■ INSTRUCTIONS FOR THE TASK ■
Locate every line in the records below that holds the word "black" and return each one.

■ TASK MATERIAL ■
· · · · ·
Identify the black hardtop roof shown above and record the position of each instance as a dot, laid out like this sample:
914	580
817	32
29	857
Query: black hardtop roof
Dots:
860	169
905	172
· · · · ·
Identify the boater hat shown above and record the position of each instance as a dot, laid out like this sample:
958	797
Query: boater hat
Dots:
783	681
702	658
· · · · ·
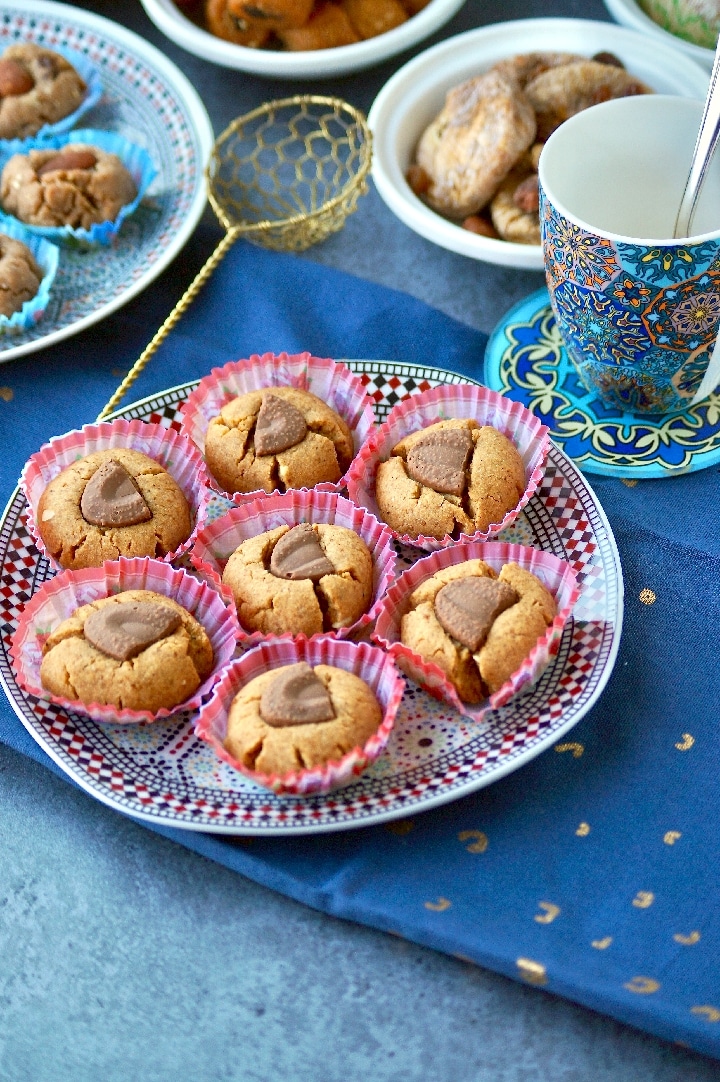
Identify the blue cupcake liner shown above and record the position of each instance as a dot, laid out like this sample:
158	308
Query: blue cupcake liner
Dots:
· · · · ·
■ COMPLETED TASK ■
Identify the black hardtop roof shown above and record the position of each instance as a dot, laid out like this sample:
Query: black hardtop roof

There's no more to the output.